## Fragmento de página
Hace ya mucho tiempo que oí a mi
padre recitar los versos del
poeta "
adaptados" a la figura del
profesor.
Cuentan de un profesor que un día
tan pobre y mísero estaba,
que sólo se sustentaba
de los ceros que ponía.
¿Habrá otro, entre sí decía,
que suspenda más que yo?;
y cuando el rostro volvió
halló la respuesta, viendo
que otro iba suspendiendo
a los pocos que él aprobó. |  |
Su origen estuvo en una época en que el profesorado, con un
sueldo pírrico, necesitaba retener al mayor número de alumnos posible, pues vivía de ello.
Hoy empieza a pasar algo parecido en la
universidad española. El desinterés por los estudios, el éxito de la formación profesional, provoca un descenso importante entre las matriculaciones universitarias.

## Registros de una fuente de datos
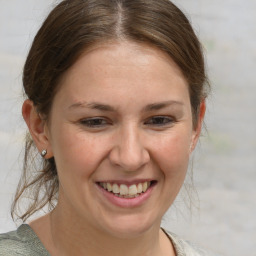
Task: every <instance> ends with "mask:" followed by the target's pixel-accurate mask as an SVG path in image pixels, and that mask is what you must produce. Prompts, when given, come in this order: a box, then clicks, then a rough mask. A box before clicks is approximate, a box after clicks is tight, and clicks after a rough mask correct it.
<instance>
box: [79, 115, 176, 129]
mask: <svg viewBox="0 0 256 256" xmlns="http://www.w3.org/2000/svg"><path fill="white" fill-rule="evenodd" d="M174 122H175V120H174V118H172V117H169V116H153V117H150V118H149V119H147V120H146V121H145V122H144V124H146V125H150V126H154V127H155V126H156V127H163V126H168V125H171V124H173V123H174ZM80 123H81V124H82V125H83V126H86V127H88V128H93V129H97V128H102V127H105V126H106V125H110V124H111V122H110V121H108V120H107V119H105V118H101V117H94V118H88V119H83V120H81V121H80Z"/></svg>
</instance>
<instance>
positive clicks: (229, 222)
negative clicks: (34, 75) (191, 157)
mask: <svg viewBox="0 0 256 256" xmlns="http://www.w3.org/2000/svg"><path fill="white" fill-rule="evenodd" d="M174 2H176V3H177V4H178V5H179V6H180V7H181V9H183V10H184V11H185V12H186V13H188V16H189V17H190V19H191V20H192V23H193V25H194V28H195V29H196V31H197V33H198V35H199V36H200V38H201V41H202V42H203V45H204V47H205V50H206V55H207V65H208V70H209V75H210V79H211V83H212V88H213V89H212V95H211V97H210V98H209V101H208V111H207V120H206V124H207V129H208V133H204V134H205V135H204V136H203V137H202V138H201V145H199V147H198V149H197V151H196V152H195V155H194V167H193V171H194V178H195V186H196V188H197V191H198V195H199V198H200V210H199V211H197V210H195V208H194V210H193V211H192V213H190V211H188V210H185V209H186V208H185V206H184V201H183V200H182V197H179V198H178V199H177V201H176V203H175V205H174V207H172V209H171V210H170V212H169V213H168V214H167V216H166V217H165V219H164V221H163V225H164V226H165V227H167V228H168V229H170V230H172V231H174V232H176V233H178V234H180V235H182V236H183V237H185V238H187V239H190V240H193V241H196V242H198V243H199V244H201V245H203V246H204V247H207V248H210V249H213V250H214V251H216V252H219V253H222V254H223V255H233V256H240V255H252V256H256V252H255V251H256V243H255V241H256V240H255V238H256V218H255V213H256V200H255V195H256V186H255V185H256V135H255V134H256V78H255V69H256V29H255V27H256V1H255V0H246V1H244V0H232V1H231V0H225V1H220V0H215V1H211V0H193V1H191V0H176V1H174ZM52 3H53V1H50V0H44V1H40V0H22V1H21V0H0V4H1V8H0V117H1V118H0V159H1V168H0V232H4V231H8V230H10V229H12V228H14V227H15V225H14V224H13V223H12V220H11V218H10V215H9V207H10V202H11V199H12V197H13V193H14V190H15V186H16V184H17V181H18V177H19V174H20V170H21V165H22V157H20V156H19V155H20V152H21V148H22V143H23V140H24V139H23V138H24V131H25V126H24V124H23V121H22V118H21V115H20V106H21V103H22V97H21V72H22V65H23V62H24V58H25V56H26V53H27V51H28V48H29V46H30V44H31V40H32V38H33V36H34V33H35V31H36V29H37V28H38V26H39V23H40V22H41V21H42V19H43V17H44V16H45V14H46V13H47V12H48V10H50V6H51V4H52ZM190 193H191V192H190ZM193 202H194V203H195V204H197V200H196V199H194V201H193ZM197 206H198V204H197Z"/></svg>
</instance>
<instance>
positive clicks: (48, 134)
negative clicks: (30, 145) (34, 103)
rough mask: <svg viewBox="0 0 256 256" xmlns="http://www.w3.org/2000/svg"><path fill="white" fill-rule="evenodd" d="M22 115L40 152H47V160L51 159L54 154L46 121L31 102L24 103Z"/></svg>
mask: <svg viewBox="0 0 256 256" xmlns="http://www.w3.org/2000/svg"><path fill="white" fill-rule="evenodd" d="M22 115H23V118H24V120H25V122H26V124H27V126H28V129H29V132H30V134H31V136H32V138H33V141H34V143H35V144H36V147H37V149H38V151H39V152H40V153H41V152H42V151H43V150H47V154H46V156H45V158H51V157H52V156H53V154H52V149H51V144H50V140H49V130H48V127H47V123H46V120H44V119H43V118H42V117H41V116H40V115H39V113H38V112H37V110H36V108H35V106H34V104H33V102H32V101H31V100H25V101H24V103H23V106H22Z"/></svg>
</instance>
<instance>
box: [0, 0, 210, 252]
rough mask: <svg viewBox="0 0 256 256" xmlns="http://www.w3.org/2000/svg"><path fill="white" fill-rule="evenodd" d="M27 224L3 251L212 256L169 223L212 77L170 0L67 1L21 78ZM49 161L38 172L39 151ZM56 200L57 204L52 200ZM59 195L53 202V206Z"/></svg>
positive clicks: (187, 28) (10, 238) (31, 52)
mask: <svg viewBox="0 0 256 256" xmlns="http://www.w3.org/2000/svg"><path fill="white" fill-rule="evenodd" d="M23 84H24V90H25V93H26V95H27V99H26V100H25V102H24V104H23V108H22V114H23V117H24V120H25V121H26V123H27V126H28V128H29V132H30V135H31V136H28V137H27V143H26V154H25V164H24V173H23V177H22V179H21V182H20V185H19V188H18V190H17V194H16V198H15V202H14V206H13V213H14V210H15V208H17V203H18V201H19V200H20V199H21V198H22V197H23V196H24V195H26V193H27V194H29V196H30V198H31V197H33V200H32V203H31V204H30V205H29V206H28V207H27V209H25V211H24V212H23V213H22V214H21V216H20V218H21V219H22V220H23V221H25V220H26V219H27V218H28V217H29V216H31V215H32V214H33V213H35V212H36V211H38V210H40V209H42V208H43V207H44V206H45V205H50V206H51V207H52V208H51V211H49V213H48V214H46V215H44V216H43V217H41V218H39V219H36V220H34V221H33V222H30V223H29V225H27V224H23V225H21V226H20V227H19V228H18V230H17V231H13V232H10V233H8V234H3V235H1V237H0V255H54V256H55V255H90V256H94V255H152V256H153V255H157V256H161V255H170V256H171V255H178V256H179V255H208V254H206V253H204V252H203V251H202V250H199V249H197V248H196V247H194V246H191V245H190V244H188V243H186V242H184V241H182V240H181V239H179V238H177V237H176V236H175V235H173V234H171V233H168V232H167V231H165V230H163V229H161V227H160V223H161V219H162V217H163V215H164V213H165V212H166V211H167V209H168V208H169V207H170V206H171V204H172V203H173V201H174V199H175V197H176V196H177V194H178V192H179V190H180V188H181V186H182V184H183V181H184V178H185V175H186V171H187V167H188V162H189V156H190V154H191V152H192V151H193V149H194V148H195V146H196V143H197V140H198V138H199V135H200V131H201V126H202V122H203V118H204V113H205V98H206V94H207V78H206V74H205V70H204V60H203V54H202V51H201V46H200V43H199V41H198V39H197V37H196V36H195V34H194V32H193V30H192V28H191V25H190V23H189V21H188V20H187V18H186V17H185V16H184V14H183V13H182V12H181V11H180V10H179V9H178V8H177V7H176V6H175V5H173V4H172V3H171V2H170V1H168V0H158V1H154V0H147V1H146V0H65V1H62V2H61V3H60V4H59V5H57V6H56V8H55V9H54V10H53V11H52V12H51V13H50V14H49V16H48V17H47V19H46V20H45V22H44V24H43V25H42V27H41V28H40V30H39V32H38V34H37V35H36V37H35V39H34V42H33V44H32V47H31V49H30V52H29V55H28V57H27V60H26V63H25V67H24V75H23ZM35 148H36V151H37V152H38V151H39V152H40V153H41V158H42V166H40V165H38V164H36V165H35V166H34V168H37V169H35V170H36V171H34V172H33V173H32V174H31V173H29V167H30V165H29V161H34V159H35V156H34V155H33V150H34V149H35ZM55 200H56V201H55ZM55 202H56V203H55Z"/></svg>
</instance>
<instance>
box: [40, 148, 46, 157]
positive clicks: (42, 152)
mask: <svg viewBox="0 0 256 256" xmlns="http://www.w3.org/2000/svg"><path fill="white" fill-rule="evenodd" d="M46 154H47V150H46V149H44V150H42V152H41V156H42V157H45V156H46Z"/></svg>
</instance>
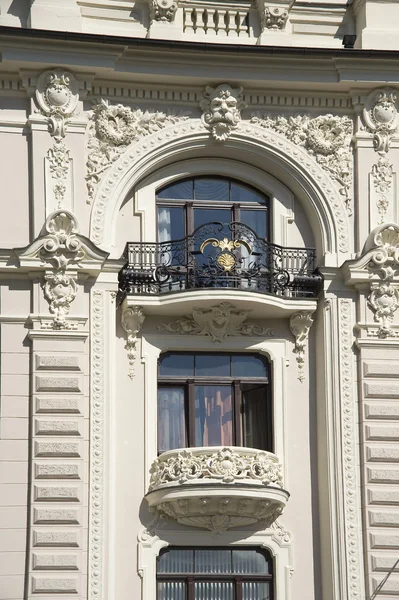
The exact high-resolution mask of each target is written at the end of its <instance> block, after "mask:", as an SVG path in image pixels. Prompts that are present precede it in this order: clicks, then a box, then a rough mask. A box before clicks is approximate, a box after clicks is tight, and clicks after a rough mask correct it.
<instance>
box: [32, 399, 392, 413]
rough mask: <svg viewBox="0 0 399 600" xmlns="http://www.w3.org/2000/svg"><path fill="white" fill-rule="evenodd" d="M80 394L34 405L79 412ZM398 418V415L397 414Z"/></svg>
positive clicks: (41, 400) (44, 400) (45, 412)
mask: <svg viewBox="0 0 399 600" xmlns="http://www.w3.org/2000/svg"><path fill="white" fill-rule="evenodd" d="M81 400H82V399H81V397H80V396H55V397H53V398H51V397H48V396H43V397H36V398H35V406H36V412H37V413H39V414H40V413H80V412H81ZM398 418H399V415H398Z"/></svg>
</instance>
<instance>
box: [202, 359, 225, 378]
mask: <svg viewBox="0 0 399 600" xmlns="http://www.w3.org/2000/svg"><path fill="white" fill-rule="evenodd" d="M195 374H196V375H198V376H199V377H211V376H212V377H213V376H218V377H230V356H229V355H226V354H225V355H223V354H219V355H218V354H197V355H196V357H195Z"/></svg>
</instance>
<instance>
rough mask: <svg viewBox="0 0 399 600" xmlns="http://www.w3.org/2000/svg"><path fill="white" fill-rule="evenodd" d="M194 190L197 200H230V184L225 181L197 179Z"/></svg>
mask: <svg viewBox="0 0 399 600" xmlns="http://www.w3.org/2000/svg"><path fill="white" fill-rule="evenodd" d="M194 190H195V192H194V197H195V200H215V201H225V202H228V200H229V182H228V181H227V180H224V179H202V178H201V179H196V180H195V181H194Z"/></svg>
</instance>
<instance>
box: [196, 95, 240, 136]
mask: <svg viewBox="0 0 399 600" xmlns="http://www.w3.org/2000/svg"><path fill="white" fill-rule="evenodd" d="M242 92H243V89H242V88H241V87H240V88H235V89H233V88H232V87H231V86H230V85H228V84H226V83H222V84H221V85H218V86H217V87H216V88H213V87H210V86H207V87H206V89H205V92H204V99H203V100H201V102H200V107H201V109H202V110H203V115H202V122H203V124H204V125H205V127H206V128H207V129H209V131H210V132H211V134H212V137H213V138H214V139H215V140H216V141H217V142H224V141H226V140H227V138H228V137H229V136H230V135H231V132H232V131H233V130H234V129H237V127H238V125H239V123H240V122H241V110H242V109H243V108H245V106H246V104H245V102H244V100H243V95H242Z"/></svg>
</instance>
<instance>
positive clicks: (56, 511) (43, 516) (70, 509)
mask: <svg viewBox="0 0 399 600" xmlns="http://www.w3.org/2000/svg"><path fill="white" fill-rule="evenodd" d="M33 522H34V523H35V524H36V525H37V524H39V523H73V524H79V511H78V509H77V508H35V509H34V510H33Z"/></svg>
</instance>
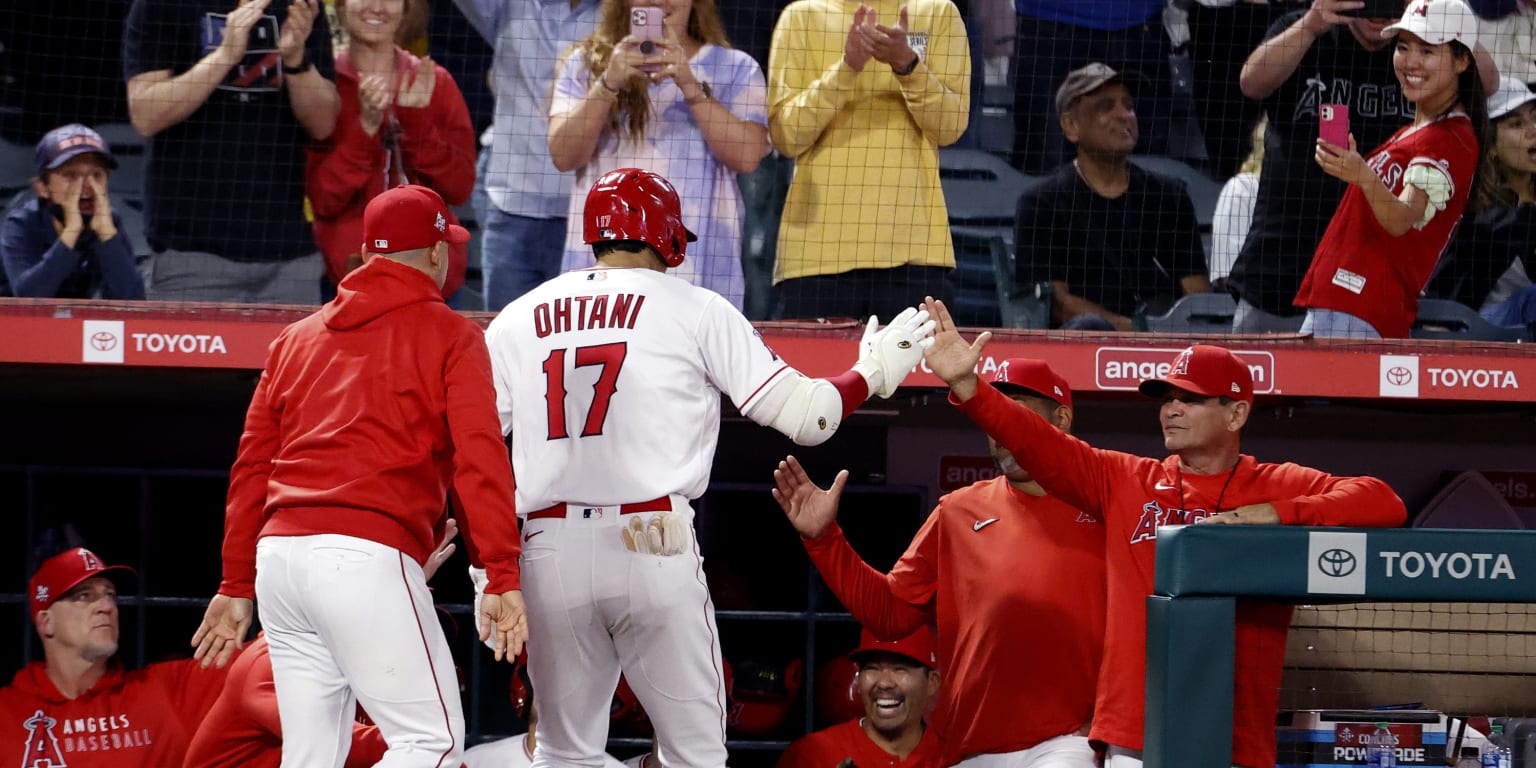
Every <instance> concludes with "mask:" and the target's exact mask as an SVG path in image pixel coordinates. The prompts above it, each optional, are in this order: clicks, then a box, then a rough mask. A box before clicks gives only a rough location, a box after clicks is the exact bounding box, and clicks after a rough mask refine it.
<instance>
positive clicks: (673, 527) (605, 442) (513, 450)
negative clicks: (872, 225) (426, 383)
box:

## Qué hacer
(a) Transcribe el texto sobre los profesores, comenzando por "Hace ya mucho" y siguiendo hasta "ceros que ponía.", ambos incluidos.
(b) Escribe cómo sigue el texto sobre los profesores a partir de su última oración.

## Respuestas por tarea
(a)
Hace ya mucho tiempo que oí a mi
padre recitar los versos del
poeta "
adaptados" a la figura del
profesor.
Cuentan de un profesor que un día
tan pobre y mísero estaba,
que sólo se sustentaba
de los ceros que ponía.

(b)
El efecto de esto en las universidades privadas es demoledor pero la pública también sufre estas consecuencias de una forma no menos dramática.
Por ejemplo, en la
facultad de física de la
Universidad de Valencia la falta de matriculados reduce la plantilla de profesores. Pero se da el caso que estos profesores son además,
investigadores. Por tanto, los jóvenes investigadores no pueden encontrar acomodo en la
universidad española, por lo que tienen que buscarse la vida en otros países.